__Texto fornecido__
--------------------
Quais sensações vieram à mente? Tranquilidade, medo, desconforto?
Uma das principais sensações associadas ao silêncio é o relaxamento. Dentre várias opções para lidar com estresses, a busca por quietude é quase inconsciente e se manifesta de diferentes formas – como um simples fechar de portas, o colocar de fones de ouvido e até viagens pela natureza, retiros e exercícios de meditação.
Na própria meditação, o silêncio é elemento fundamental. Não o exterior, como estamos acostumados a pensar. Sim, um ambiente silencioso ajuda. Mas importante mesmo é o silêncio interior, diz André Fukunaga, professor de meditação. Segundo ele, o silêncio da mente é essencial para usufruir dos benefícios da atividade (entre eles tranquilidade, foco e autoconhecimento).
A praticante de meditação Stella Garcia conta que silêncio foi fator ativo para o melhor entendimento de suas emoções. Mas o processo não foi exatamente silencioso: ao atingir o silêncio, os próprios pensamentos foram amplificados. “O mais difícil foi ouvir tudo o que penso e ver como somos barulhentos”, relata.
A bancária Carolina Beolchi teve uma experiência similar em sua viagem pela Floresta Amazônica. Por 15 dias, ela se isolou na selva, sem celular nem energia. “O que eu imaginava ser silencioso, se mostrou mais barulhento do que uma metrópole”, afirma. Sem distrações, tudo era ouvido com mais intensidade.
Mas a busca por quietude pode também ser assustadora. “O silêncio pode te colocar em contato com coisas que você talvez nem queira”, revela Carolina. Ao mesmo tempo que nos conhecemos, podemos enfrentar traumas, angústias e sentimentos indesejados.
--------------------
__Dados fornecidos__

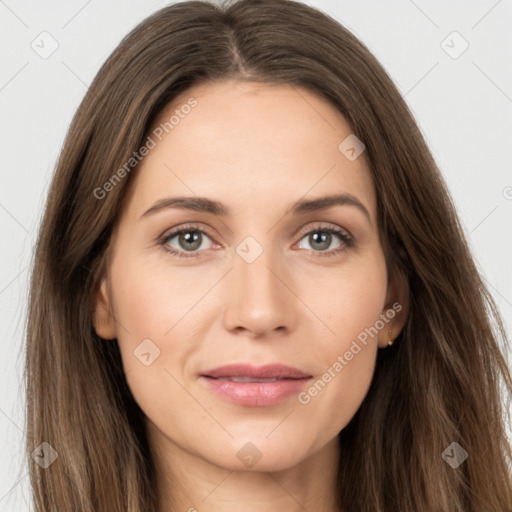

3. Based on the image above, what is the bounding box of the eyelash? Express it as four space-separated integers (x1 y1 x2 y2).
--------------------
__Instrução 1__
Por favor, reescreva de forma mais breve o parágrafo do texto sobre o silêncio que começa com "A bancária Carolina Beolchi", mantendo os fatos principais.
__Instrução 2__
Reproduza fielmente um trecho do texto sobre o silêncio: comece nas palavras "Uma das principais" e pare depois de "foco e autoconhecimento).".
__Instrução 3__
De acordo com o texto sobre o silêncio, qual é a profissão de André Fukunaga?
A listagem não tem nenhum papel aqui.

__Resposta 1__
A bancária Carolina Beolchi passou 15 dias isolada na Floresta Amazônica, sem celular nem energia. Sem distrações, ouvia tudo com mais intensidade, e a selva que imaginava silenciosa se mostrou mais barulhenta que uma metrópole.

__Resposta 2__
Uma das principais sensações associadas ao silêncio é o relaxamento. Dentre várias opções para lidar com estresses, a busca por quietude é quase inconsciente e se manifesta de diferentes formas – como um simples fechar de portas, o colocar de fones de ouvido e até viagens pela natureza, retiros e exercícios de meditação.
Na própria meditação, o silêncio é elemento fundamental. Não o exterior, como estamos acostumados a pensar. Sim, um ambiente silencioso ajuda. Mas importante mesmo é o silêncio interior, diz André Fukunaga, professor de meditação. Segundo ele, o silêncio da mente é essencial para usufruir dos benefícios da atividade (entre eles tranquilidade, foco e autoconhecimento).

__Resposta 3__
Ele é professor de meditação.